• _Text excerpt_
------------------------------------------------------------------------

Deployment is a word that has been bandied around the hospitality industry for a long time. At S4, we invented it. But what does it really mean, what are we trying to achieve, and how do we become great at it?
In essence, all we are ever trying to do in hospitality is match supply and demand. Too many staff standing around is wasted cost and wasted money. Too few staff, and you deliver a poor guest experience – leading to comped meals, lost sales, and, at worst, unhappy guests who tell others and never return. There are only so many jobs the team can do to fill the time if you aren’t busy.
That’s why we, and others, pull sales data, forecast sales, and then create a sales profile to write a rota against. In many businesses, you see two daily peaks – lunch and evening – when people want to eat or drink. Our job is to have enough staff when it’s busy, and not too many when it’s quiet. Of course, there are barriers: shift lengths, minimum hours, staff availability, and skill levels. And it’s not just about matching supply and demand within a day – it’s also about matching the total number of staff we have at different times of year. It’s easy to produce the perfect rota for Christmas week, but where are the staff?
But deployment is way more than just having the right number of people, it is then about using them in the right way. Over the weekend, I visited a farm shop that had clearly done a brilliant job attracting customers. But as we finally got our coffee after the excruciatingly cold pumpkin making, it was fascinating to watch. There were queues out of the door but loads of empty tables. When you watched the staff, they had plenty of people, but too many of the people were neither trained nor managed. The coffee and cake line was riddled with bottlenecks. Half the floor staff were wandering around doing their best to look busy, but actually, were doing nothing. The managers were working very hard but ignoring the people wandering around. Perhaps they didn’t have time to train them, perhaps they didn’t want to, or perhaps they thought it quicker to do the job themselves.

------------------------------------------------------------------------

• _Extracted data_
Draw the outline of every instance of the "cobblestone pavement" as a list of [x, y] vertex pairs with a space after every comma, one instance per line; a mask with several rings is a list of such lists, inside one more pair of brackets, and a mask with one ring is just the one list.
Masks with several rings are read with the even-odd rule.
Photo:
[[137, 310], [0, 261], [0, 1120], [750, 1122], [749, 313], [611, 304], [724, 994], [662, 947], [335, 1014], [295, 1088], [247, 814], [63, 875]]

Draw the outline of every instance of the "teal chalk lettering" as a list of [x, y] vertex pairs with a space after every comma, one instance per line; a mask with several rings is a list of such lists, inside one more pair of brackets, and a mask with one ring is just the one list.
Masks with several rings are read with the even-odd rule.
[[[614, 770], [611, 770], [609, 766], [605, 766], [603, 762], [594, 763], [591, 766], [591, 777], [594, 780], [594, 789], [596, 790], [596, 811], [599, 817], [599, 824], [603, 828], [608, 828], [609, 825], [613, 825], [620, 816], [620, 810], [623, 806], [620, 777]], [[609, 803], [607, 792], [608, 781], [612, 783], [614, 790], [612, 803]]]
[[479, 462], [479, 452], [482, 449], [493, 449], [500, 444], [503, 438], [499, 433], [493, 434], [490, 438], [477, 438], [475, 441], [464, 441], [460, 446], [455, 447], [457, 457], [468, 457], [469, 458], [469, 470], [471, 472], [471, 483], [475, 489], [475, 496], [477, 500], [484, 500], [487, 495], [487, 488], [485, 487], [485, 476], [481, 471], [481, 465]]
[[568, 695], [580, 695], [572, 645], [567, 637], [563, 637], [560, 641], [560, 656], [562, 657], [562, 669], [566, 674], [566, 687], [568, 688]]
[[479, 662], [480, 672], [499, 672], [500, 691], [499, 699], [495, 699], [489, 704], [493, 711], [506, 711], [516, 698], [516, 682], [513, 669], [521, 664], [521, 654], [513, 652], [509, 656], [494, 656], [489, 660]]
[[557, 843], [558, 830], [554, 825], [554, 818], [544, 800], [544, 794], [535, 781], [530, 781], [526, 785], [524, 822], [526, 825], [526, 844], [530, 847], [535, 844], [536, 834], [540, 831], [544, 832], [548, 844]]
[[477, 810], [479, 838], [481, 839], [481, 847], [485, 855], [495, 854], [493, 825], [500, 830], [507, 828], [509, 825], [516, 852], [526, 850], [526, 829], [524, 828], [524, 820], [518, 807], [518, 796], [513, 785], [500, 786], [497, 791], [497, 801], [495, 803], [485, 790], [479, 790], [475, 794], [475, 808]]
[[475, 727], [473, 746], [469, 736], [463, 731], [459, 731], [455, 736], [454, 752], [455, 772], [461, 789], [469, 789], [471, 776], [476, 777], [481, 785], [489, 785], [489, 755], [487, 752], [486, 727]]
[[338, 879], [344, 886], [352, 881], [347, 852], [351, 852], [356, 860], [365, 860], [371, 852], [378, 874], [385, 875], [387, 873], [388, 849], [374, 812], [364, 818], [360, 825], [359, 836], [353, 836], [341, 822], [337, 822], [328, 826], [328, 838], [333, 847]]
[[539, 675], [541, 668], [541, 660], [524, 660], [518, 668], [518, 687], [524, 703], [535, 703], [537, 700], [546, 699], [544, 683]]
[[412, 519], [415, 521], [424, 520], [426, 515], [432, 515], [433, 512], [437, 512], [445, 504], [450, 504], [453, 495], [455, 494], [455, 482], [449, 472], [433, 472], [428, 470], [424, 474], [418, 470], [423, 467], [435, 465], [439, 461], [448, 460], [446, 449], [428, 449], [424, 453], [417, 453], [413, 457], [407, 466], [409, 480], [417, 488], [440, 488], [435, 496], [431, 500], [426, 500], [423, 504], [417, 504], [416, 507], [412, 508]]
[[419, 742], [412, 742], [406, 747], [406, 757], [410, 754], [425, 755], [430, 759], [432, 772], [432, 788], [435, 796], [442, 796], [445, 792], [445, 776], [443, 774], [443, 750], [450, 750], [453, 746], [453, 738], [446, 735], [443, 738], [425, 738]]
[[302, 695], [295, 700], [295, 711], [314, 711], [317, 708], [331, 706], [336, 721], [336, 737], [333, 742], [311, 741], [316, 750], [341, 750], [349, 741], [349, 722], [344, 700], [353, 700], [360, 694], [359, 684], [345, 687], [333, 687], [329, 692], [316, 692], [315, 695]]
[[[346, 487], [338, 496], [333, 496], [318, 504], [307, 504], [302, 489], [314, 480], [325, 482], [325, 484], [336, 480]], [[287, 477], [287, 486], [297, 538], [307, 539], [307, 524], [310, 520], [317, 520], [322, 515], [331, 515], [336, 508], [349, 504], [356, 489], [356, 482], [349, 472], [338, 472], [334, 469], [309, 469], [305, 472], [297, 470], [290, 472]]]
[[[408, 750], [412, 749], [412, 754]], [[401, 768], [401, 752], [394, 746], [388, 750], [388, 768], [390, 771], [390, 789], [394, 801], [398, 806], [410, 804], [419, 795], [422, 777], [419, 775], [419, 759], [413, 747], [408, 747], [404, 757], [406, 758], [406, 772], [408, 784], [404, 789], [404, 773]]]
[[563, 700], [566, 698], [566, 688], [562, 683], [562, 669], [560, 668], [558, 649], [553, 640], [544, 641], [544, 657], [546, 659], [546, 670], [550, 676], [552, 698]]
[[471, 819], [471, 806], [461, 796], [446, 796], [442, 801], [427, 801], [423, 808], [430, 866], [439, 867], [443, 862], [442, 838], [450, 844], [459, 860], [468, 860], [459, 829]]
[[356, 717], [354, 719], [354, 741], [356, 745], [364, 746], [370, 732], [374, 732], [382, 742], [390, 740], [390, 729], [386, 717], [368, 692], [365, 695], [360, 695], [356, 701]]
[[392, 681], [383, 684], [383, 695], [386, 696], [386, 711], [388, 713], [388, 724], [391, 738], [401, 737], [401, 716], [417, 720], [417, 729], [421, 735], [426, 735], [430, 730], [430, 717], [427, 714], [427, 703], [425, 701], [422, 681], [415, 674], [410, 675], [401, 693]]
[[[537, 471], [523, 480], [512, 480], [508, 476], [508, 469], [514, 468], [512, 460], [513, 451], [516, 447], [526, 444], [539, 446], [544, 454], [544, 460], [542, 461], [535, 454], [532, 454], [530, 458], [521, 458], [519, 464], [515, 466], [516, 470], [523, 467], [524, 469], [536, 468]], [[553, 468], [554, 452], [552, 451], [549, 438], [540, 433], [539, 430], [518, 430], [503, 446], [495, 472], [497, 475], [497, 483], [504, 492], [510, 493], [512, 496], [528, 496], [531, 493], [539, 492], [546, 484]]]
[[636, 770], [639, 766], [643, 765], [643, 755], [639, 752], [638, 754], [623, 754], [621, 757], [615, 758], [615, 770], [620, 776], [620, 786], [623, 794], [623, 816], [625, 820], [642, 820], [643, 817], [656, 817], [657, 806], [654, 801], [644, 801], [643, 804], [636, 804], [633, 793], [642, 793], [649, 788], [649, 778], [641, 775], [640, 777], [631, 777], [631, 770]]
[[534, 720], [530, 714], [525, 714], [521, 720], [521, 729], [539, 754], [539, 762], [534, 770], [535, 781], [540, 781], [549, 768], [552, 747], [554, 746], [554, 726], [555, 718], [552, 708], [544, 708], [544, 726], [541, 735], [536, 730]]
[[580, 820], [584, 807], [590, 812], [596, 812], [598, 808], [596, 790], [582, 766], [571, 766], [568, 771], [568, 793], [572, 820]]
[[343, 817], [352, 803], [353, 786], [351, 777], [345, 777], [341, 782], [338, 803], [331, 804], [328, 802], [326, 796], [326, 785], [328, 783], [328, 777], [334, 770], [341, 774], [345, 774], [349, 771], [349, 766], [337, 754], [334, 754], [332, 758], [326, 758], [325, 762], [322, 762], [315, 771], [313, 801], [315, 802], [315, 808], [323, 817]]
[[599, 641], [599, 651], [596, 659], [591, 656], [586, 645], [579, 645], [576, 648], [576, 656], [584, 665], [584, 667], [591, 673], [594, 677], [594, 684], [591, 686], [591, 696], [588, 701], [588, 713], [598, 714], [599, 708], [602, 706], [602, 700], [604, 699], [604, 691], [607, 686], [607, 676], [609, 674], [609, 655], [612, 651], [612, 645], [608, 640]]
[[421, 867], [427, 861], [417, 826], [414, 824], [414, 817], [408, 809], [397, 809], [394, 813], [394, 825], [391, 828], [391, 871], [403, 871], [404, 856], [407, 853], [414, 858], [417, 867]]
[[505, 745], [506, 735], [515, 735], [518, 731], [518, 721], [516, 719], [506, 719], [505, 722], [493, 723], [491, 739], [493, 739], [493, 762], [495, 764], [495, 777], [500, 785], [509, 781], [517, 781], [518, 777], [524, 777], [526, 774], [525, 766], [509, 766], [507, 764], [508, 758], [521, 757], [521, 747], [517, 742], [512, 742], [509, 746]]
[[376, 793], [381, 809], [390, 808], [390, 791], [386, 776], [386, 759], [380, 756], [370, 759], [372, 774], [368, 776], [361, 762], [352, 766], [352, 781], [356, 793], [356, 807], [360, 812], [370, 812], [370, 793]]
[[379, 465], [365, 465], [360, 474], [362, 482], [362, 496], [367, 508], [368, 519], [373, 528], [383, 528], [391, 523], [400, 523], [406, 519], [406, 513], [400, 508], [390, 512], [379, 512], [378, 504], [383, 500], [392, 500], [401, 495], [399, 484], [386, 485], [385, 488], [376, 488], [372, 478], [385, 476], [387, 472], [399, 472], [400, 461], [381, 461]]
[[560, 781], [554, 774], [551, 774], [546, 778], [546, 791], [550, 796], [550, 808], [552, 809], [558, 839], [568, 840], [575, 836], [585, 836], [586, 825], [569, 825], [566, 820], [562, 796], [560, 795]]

------------------------------------------------------------------------

Please carry the piece on staff deployment in hospitality further, starting right after its last sentence.

Deployment is about having the right number of trained team, with the right roles and the right objectives for that role. A well-motivated, energised team member is infinitely more valuable than a poorly energised team member. Without this, as I witnessed on Saturday, chaos ensues.
So, the hierarchy of deployment is simple:
- The right number of people at the right time
- The right skills for the shift
- The right brief of responsibilities
- The right management on the shift
If any one of these is missing, the shift won’t perform as it should. And we all know the circularity of the difference a good manager, a well-trained person, and a well-structured shift makes. As the cost of staff goes up, the effort and energy we all need to put into training, shift management, shift briefing and the right number based on all the above factors can make a significant difference to the shift. I used to say that running at 25% slack was a good job. The truth is that if you invest in all the above skills, you get the number down to nearer 15%, and that makes a massive difference to the P&L.
And the reality is, we have no choice. With financial pressures mounting, deployment is no longer optional. It’s a commercial necessity.